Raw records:
════════════════════
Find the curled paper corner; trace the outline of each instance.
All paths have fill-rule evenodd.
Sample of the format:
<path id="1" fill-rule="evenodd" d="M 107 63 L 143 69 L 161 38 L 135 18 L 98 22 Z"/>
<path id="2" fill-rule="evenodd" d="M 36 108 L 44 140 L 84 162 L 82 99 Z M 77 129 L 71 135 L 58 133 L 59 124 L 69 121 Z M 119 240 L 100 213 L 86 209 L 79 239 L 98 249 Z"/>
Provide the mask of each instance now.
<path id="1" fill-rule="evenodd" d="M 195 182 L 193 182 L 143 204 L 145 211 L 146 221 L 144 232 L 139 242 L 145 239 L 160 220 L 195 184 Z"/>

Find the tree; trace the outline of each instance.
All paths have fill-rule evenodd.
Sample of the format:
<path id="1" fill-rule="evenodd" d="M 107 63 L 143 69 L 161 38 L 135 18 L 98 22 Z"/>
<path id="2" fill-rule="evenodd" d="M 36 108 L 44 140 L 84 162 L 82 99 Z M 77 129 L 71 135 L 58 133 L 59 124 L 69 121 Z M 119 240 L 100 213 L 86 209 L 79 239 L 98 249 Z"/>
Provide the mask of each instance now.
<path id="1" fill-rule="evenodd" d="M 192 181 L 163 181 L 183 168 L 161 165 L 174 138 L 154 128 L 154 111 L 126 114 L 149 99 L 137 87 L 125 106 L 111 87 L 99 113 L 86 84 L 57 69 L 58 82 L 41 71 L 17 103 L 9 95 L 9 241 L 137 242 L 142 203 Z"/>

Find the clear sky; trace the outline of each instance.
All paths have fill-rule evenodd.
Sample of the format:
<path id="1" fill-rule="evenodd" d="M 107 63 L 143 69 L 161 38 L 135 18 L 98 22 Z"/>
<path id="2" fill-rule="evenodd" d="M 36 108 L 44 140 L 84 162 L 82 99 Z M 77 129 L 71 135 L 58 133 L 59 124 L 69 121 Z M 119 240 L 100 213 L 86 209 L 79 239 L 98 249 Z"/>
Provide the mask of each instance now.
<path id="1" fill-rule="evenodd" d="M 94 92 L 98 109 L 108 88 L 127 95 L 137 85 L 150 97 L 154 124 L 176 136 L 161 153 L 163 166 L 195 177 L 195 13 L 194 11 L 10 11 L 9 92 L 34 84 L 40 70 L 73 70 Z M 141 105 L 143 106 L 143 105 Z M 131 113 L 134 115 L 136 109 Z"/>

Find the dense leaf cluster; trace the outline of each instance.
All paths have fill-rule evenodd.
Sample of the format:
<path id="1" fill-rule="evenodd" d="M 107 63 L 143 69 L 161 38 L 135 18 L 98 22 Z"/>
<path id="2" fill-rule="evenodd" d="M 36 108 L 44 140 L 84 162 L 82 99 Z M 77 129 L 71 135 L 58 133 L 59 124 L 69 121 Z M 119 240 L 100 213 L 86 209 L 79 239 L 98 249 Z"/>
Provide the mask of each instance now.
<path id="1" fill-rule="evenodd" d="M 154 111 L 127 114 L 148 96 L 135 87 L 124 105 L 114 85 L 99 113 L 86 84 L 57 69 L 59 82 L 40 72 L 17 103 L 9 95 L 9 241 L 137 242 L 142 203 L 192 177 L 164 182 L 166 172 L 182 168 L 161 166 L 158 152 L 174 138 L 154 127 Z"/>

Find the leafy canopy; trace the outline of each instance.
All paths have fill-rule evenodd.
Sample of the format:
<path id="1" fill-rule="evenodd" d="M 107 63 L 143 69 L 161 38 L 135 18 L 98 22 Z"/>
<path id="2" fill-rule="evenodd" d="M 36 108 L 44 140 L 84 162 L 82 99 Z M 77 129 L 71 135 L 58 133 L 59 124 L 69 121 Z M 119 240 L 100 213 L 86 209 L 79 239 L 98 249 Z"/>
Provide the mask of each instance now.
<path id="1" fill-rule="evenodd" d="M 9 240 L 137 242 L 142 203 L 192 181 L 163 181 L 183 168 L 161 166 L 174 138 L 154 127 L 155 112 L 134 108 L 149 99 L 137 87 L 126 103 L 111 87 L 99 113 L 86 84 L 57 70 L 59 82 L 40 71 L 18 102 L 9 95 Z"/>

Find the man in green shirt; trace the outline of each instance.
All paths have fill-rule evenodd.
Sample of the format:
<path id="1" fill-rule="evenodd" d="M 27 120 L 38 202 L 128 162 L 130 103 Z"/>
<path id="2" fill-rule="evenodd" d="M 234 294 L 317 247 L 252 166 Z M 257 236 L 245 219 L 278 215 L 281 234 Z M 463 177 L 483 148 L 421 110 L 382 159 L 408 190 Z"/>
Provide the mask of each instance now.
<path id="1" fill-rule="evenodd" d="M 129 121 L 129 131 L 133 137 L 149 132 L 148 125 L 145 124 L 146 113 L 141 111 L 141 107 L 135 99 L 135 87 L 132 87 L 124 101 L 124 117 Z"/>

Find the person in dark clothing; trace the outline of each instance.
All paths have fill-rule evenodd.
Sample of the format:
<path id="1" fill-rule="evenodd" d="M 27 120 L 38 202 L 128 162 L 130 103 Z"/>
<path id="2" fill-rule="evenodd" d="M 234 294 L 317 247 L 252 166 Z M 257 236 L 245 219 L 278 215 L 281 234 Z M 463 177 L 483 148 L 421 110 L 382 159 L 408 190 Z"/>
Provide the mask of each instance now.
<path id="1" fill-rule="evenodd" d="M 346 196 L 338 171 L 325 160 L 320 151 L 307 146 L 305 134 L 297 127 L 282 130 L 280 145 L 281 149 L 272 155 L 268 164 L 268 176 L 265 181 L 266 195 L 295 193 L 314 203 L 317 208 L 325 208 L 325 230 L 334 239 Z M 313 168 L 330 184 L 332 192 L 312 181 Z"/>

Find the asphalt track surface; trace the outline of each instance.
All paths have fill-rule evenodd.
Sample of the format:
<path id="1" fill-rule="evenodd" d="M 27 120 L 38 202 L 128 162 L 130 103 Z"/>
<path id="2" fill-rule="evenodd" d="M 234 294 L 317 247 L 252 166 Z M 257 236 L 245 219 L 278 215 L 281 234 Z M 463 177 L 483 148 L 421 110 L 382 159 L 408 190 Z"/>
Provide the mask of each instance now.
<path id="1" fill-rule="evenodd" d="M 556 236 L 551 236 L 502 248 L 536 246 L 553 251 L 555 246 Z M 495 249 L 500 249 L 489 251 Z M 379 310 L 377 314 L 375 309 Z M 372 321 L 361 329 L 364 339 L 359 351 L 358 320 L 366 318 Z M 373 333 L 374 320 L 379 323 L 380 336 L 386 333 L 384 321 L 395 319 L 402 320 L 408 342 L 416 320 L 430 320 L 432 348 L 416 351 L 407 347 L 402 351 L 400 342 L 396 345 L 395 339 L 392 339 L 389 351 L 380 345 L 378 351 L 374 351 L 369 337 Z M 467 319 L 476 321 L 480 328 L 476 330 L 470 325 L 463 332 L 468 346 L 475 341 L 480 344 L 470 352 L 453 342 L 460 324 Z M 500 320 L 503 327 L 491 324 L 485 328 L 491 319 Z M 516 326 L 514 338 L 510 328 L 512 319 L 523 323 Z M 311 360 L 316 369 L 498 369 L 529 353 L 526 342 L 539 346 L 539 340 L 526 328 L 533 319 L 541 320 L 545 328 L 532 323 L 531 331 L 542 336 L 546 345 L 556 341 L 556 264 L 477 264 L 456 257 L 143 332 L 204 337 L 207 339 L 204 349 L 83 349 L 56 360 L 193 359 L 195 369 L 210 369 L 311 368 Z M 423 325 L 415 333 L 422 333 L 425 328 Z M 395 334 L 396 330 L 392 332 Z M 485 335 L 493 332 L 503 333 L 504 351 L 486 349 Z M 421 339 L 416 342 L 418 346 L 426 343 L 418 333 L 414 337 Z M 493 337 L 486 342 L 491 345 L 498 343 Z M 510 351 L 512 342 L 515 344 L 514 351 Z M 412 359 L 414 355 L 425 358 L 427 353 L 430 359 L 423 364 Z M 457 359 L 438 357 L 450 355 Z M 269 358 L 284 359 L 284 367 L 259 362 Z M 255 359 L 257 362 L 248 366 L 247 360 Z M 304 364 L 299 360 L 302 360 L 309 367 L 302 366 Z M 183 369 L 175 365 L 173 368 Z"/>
════════════════════
Problem description> Switch "green" to "blue" in the lines from the one containing "Find the man" through the one containing "129 121 L 129", and write out only those lines with everything else left as it is.

Solution for this problem>
Find the man in blue shirt; trace the outline of each instance.
All paths have fill-rule evenodd.
Sample of the format:
<path id="1" fill-rule="evenodd" d="M 27 120 L 38 202 L 128 162 L 130 103 Z"/>
<path id="2" fill-rule="evenodd" d="M 234 294 L 317 247 L 252 166 Z M 257 236 L 245 219 L 278 215 L 281 234 Z M 463 177 L 483 148 L 421 110 L 382 159 L 408 190 Z"/>
Provide the mask of each instance now.
<path id="1" fill-rule="evenodd" d="M 129 121 L 129 131 L 133 137 L 149 132 L 148 125 L 145 124 L 146 113 L 141 111 L 141 107 L 135 99 L 135 87 L 132 87 L 124 101 L 124 117 Z"/>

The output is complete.